Set task:
Reproduce all of the data below word for word, leaving the pictures out of your answer.

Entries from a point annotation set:
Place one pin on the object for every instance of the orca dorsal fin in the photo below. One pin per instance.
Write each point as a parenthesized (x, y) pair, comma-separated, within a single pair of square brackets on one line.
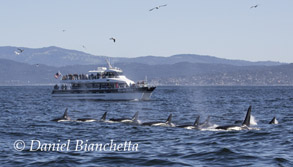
[(104, 116), (65, 115), (207, 120), (135, 117), (274, 121), (169, 120), (247, 117), (196, 122)]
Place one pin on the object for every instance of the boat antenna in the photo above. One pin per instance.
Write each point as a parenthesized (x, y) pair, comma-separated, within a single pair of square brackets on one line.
[(108, 62)]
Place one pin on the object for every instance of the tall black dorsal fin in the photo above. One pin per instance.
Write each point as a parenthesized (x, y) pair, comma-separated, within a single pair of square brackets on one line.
[(274, 121), (104, 116), (65, 115), (196, 122), (135, 117), (247, 117), (169, 120)]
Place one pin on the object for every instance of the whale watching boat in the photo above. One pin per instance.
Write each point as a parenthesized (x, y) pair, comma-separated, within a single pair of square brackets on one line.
[(101, 84)]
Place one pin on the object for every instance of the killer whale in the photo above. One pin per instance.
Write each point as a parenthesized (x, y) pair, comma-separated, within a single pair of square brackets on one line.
[(103, 118), (197, 124), (193, 126), (64, 118), (168, 123), (245, 123), (134, 119), (274, 121)]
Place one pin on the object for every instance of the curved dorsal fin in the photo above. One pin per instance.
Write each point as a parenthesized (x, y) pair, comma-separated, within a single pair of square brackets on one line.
[(135, 117), (247, 117), (196, 122), (169, 120), (65, 115), (104, 116)]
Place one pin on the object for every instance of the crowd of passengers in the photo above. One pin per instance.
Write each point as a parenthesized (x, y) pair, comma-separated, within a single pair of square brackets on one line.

Task answer:
Place one pin on the object for every instance of the orca dorsal fin in the photo below. One pin per instance.
Write each point as a parenthesized (x, y) pair, comma-separated, within a single pair of square brackets on one line.
[(104, 116), (65, 115), (207, 120), (135, 117), (274, 121), (169, 120), (247, 117), (196, 122)]
Place one pin on the object for every instance of the boat antenna in the photo above. One pin per instance.
Write each point as a parenthesized (x, y) pair, comma-separated, within a single pair of square brackets on one line.
[(108, 62)]
Place one pin on the object for every instance of the tall black dorsal fin in the photo above. One pin per instance.
Write each point as a parenthesized (x, y) pair, comma-separated, within a single pair of square brackets on one line.
[(274, 121), (104, 116), (65, 115), (196, 122), (135, 117), (247, 117), (169, 120)]
Place one pin on the object for every instance of the whale watching boat in the photo above. One pin per instance.
Write each point as a parenthesized (x, y) pair, comma-separated, within a single pair of square brackets on one line.
[(101, 84)]
Place one pin on the object for every instance of the killer whale in the photo above. One pin per instance.
Write each point as a parenthesized (x, y) pair, comma-separated, within a single pair of square brackets on one line.
[(103, 118), (197, 124), (193, 126), (64, 118), (168, 123), (245, 123), (134, 119), (274, 121)]
Place one pin on the object for every instance of the curved dorsal fin in the photo above. One pin per instance.
Write each point as a parenthesized (x, y) pair, comma-separated, within a single pair of square brackets on one line.
[(135, 117), (247, 117), (196, 122), (169, 120), (65, 115), (104, 116)]
Place one pin on the object for every instance of the crowd of passengers in the photo above. One pin per instance.
Write each point as a parenthesized (x, y) pair, comma-separated, within a single pair of square brackets on one line.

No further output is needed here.